Task to complete: Print the data that follows again, keeping every line exact.

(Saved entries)
[Start of Attachment]
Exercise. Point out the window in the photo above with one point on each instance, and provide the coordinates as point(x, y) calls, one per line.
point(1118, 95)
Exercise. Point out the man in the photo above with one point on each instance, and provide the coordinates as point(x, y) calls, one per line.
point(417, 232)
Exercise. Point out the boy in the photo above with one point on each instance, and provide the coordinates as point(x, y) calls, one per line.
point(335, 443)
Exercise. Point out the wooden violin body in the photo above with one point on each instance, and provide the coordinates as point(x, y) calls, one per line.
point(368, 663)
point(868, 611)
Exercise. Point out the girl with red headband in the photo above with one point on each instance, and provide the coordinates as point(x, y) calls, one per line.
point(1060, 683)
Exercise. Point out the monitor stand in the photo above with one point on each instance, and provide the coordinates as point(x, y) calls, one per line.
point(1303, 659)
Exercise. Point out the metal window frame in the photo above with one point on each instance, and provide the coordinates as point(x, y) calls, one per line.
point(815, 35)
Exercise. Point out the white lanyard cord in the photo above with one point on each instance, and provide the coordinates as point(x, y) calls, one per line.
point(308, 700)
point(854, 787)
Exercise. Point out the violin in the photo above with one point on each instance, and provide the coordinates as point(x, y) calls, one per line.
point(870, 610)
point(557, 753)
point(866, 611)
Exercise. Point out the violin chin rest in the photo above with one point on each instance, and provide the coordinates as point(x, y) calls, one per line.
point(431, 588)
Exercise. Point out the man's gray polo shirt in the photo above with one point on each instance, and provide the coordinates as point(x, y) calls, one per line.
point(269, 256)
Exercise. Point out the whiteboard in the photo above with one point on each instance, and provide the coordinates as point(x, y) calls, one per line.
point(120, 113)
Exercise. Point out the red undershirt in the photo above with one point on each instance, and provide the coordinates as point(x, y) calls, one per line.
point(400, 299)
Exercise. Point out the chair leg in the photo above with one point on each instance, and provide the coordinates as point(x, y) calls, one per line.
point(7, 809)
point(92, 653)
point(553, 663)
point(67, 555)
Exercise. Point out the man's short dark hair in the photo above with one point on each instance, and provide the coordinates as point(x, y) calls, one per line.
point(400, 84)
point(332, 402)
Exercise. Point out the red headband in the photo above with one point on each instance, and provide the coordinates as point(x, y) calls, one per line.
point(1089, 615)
[End of Attachment]
Task result:
Exercise. Point out the window in the photo above with one point on each instance, and provide the coordinates as point(x, y) calls, one per line.
point(1118, 95)
Exercise. Point out the man in the photo above with one point on each instance, and provide the coordinates as point(x, y) calls, one per line.
point(417, 232)
Exercise. Point out the boy in the photo above with one point on each instance, and provide the coordinates as point(x, y) calls, one per line.
point(335, 443)
Exercise. Point out the wooden violin body in the photo above with one point on each instance, and provide the coordinates as point(x, y) calls, one per line.
point(368, 663)
point(868, 611)
Exercise. Point out the girl with red headband in the photo above with one point on each instance, and provide the coordinates as point(x, y) calls, one per line.
point(1060, 683)
Exercise. Point out the monitor stand in the photo above with one point on each instance, and provide the coordinates as point(x, y) calls, one per line.
point(1303, 659)
Exercise. Point out the metal window frame in the photo above with one point on each instance, and provide the coordinates as point(x, y) calls, one per line.
point(815, 35)
Exercise. Point out the white lanyard cord in the photo above with one point on each instance, and provide the coordinates as point(x, y) calls, one per line.
point(308, 700)
point(854, 787)
Exercise. Point out the violin in the photo above with one point on each instance, and provide the coordinates as point(x, y) calls, one per line.
point(870, 610)
point(557, 753)
point(866, 611)
Exercise. Point out the violin chin rest in the photo above with one point on each instance, and provide the coordinates as point(x, y) calls, one per line.
point(431, 588)
Exercise. Point out the man's gray polo shirt in the photo above with one point on each instance, and provide the coordinates as point(x, y) calls, one per line.
point(269, 256)
Exercise. Point out the whiteboard in the photo above with one point on each instance, and provide the coordinates as point(x, y) calls, one per line.
point(120, 113)
Exercise. Point out the red undershirt in the photo above with one point on each instance, and provide the coordinates as point(x, y) calls, one per line.
point(400, 299)
Exercise. Point out the chair leg in the photo above with one point on each instance, and provide the coordinates as point(x, y) calls, one per line.
point(7, 809)
point(92, 653)
point(553, 663)
point(67, 555)
Exercise. Point out the man's short dark hair in the photo above with one point on each instance, and provide the coordinates as point(x, y) calls, one per line.
point(400, 84)
point(332, 402)
Exercise. Point out the red headband in the photo above with one point on each instance, and provide the coordinates as point(x, y) calls, one per line.
point(1089, 615)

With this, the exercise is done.